Work required: Count the lines below that contain the string "tree", matching case exactly. Return only the count.
◇ ◇ ◇
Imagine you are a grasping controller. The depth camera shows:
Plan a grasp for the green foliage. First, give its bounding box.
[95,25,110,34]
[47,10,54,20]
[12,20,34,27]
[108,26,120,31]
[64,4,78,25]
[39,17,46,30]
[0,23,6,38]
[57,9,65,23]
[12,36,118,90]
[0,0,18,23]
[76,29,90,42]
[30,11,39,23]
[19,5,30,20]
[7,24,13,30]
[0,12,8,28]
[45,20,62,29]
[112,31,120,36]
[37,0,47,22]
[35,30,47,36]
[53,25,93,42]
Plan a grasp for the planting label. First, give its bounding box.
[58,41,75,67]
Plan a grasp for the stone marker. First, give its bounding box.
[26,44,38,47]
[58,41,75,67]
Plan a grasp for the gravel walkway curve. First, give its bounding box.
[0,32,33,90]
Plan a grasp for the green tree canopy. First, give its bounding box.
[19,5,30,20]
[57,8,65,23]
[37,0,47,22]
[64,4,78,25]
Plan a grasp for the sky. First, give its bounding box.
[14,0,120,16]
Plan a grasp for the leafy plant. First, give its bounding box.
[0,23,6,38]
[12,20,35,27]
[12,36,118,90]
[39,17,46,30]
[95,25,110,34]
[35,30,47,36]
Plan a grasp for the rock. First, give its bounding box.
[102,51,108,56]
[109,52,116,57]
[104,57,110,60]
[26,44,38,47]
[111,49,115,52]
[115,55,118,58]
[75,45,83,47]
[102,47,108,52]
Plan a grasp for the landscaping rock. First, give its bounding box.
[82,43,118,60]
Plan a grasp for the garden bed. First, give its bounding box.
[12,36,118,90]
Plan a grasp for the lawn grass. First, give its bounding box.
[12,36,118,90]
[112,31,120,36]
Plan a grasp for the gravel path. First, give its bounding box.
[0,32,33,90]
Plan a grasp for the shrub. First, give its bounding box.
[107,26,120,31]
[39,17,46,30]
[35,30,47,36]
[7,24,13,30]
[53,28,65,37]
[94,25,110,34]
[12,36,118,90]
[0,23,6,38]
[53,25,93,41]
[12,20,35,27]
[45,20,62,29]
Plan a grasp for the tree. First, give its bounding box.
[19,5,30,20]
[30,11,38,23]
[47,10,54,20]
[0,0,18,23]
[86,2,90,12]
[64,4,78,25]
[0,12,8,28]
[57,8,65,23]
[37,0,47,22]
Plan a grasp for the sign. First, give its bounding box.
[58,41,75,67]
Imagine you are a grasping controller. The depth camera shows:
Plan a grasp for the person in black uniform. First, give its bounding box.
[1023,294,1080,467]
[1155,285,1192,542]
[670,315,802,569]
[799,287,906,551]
◇ ◇ ◇
Expected output: 2